## CHALLENGE
Locate every line in the records that contains the string "iceberg" and copy each of those lines. Case counts.

## SOURCE MATERIAL
------

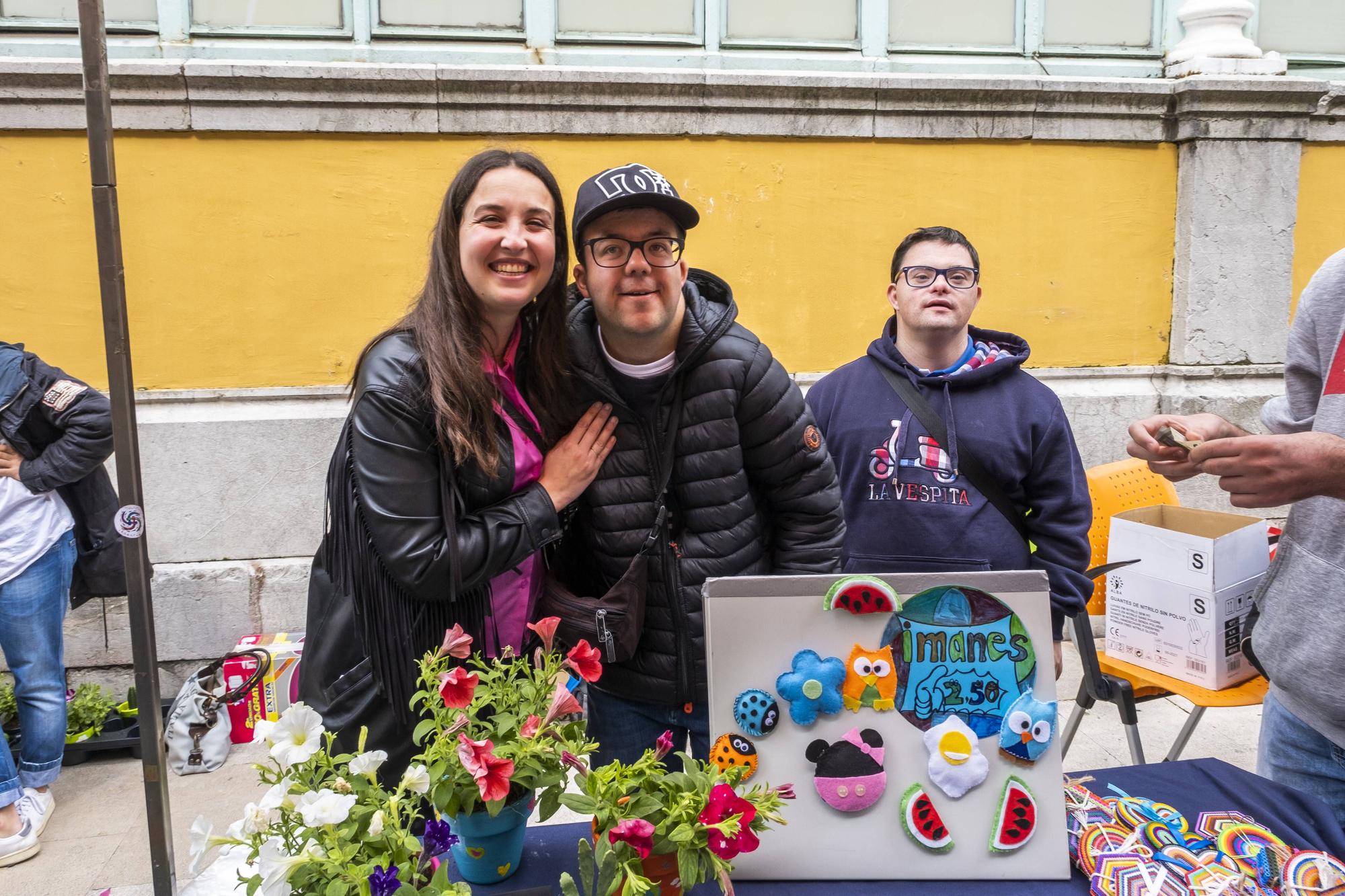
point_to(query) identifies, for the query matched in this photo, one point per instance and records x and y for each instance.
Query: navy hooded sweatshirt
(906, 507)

------

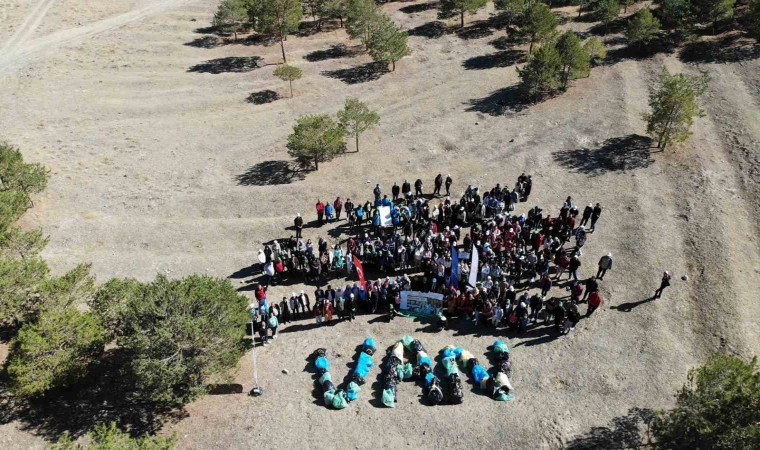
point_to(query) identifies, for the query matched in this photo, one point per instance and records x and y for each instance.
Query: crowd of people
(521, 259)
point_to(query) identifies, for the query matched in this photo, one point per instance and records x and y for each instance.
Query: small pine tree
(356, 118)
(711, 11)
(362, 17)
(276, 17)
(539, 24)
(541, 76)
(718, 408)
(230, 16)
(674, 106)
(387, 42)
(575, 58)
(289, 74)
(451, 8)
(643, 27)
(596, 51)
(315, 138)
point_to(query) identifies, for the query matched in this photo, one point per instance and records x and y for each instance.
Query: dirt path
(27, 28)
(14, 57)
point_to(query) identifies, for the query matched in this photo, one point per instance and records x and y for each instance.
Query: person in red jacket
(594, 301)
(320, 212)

------

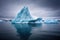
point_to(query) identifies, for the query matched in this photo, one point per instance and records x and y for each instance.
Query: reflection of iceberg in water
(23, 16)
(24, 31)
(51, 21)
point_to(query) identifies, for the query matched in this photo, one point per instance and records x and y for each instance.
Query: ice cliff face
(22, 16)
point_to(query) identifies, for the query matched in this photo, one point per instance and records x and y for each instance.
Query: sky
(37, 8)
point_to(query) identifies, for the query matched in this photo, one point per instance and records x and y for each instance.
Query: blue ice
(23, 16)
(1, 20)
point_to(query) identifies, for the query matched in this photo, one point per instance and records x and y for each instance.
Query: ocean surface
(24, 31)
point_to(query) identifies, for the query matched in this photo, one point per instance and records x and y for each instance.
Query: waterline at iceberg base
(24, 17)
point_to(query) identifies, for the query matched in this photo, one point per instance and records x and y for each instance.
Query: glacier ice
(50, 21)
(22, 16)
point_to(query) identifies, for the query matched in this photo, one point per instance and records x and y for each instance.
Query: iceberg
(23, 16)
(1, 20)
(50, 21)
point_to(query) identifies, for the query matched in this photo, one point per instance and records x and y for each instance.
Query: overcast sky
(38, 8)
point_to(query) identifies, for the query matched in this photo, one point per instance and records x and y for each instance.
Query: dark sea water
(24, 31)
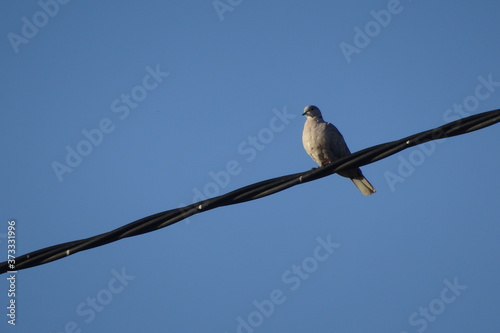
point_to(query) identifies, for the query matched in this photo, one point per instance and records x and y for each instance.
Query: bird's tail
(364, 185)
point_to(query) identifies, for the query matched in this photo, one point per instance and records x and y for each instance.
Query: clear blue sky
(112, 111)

------

## THE OUTPUT
Query: reflection of iceberg in water
Query: waterline at iceberg base
Query: iceberg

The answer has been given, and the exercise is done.